Problem requirements.
Continue the abstract on heuristic variable selection for schizophrenia rehospitalization, starting right after its last sentence.

Extract provided.
____________
Variable Selection for Recurrent Events Using Heuristic Approaches: Identifying Informative Variables for Rehospitalization in Schizophrenia Patients
Abstract
Introduction: Recurrent event data, as a generalization of survival data, are frequently observed in various areas of medical research, including sequential hospitalizations in patients with schizophrenia. As experiencing multiple relapses during schizophrenia can have many implications, such as self-harm or harm to others, loss of education or employment, or other adverse outcomes, identifying and determining the most critical factors related to relapses in this disorder is essential. This study aimed to utilize heuristic approaches for selecting predictor variables in the field of recurrent events with an application to schizophrenia disorder
Methods: A two-step algorithm was employed to apply a combination of two variable selection methods, recursive feature elimination (RFE) and genetic algorithm feature selection (GAFS), and four modeling techniques: Gradient boosting (GB), artificial neural network (ANN), random forest (RF), and support vector machine (SVM) to simulated recurrent event datasets.
____________
Information.
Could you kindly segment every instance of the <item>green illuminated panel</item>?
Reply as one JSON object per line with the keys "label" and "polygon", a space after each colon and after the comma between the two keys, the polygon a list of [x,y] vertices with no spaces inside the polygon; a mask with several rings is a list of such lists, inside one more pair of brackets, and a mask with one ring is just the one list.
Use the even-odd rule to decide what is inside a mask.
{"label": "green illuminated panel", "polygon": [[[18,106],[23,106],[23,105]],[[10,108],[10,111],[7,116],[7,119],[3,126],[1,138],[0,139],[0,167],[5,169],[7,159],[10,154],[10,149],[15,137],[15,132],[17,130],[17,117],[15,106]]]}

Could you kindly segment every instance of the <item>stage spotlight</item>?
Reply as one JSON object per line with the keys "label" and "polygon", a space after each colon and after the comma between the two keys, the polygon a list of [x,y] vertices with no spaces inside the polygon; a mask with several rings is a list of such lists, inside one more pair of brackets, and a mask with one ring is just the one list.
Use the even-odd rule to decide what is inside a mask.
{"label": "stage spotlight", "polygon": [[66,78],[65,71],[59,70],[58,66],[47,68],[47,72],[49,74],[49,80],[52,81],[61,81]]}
____________
Response to the task.
Results: In most simulation scenarios, the results indicated that the combination of RFE and RF applied to the deviance residual (DR) outperforms the other methods. The RFE-RF-DR selected the following predictor variables: Number of children, age, marital status, and history of substance abuse.
Conclusion: Our findings revealed that the proposed machine learning-based model is a promising technique for selecting predictor variables associated with a recurrent outcome when analyzing multivariate time-toevent data with recurrent events.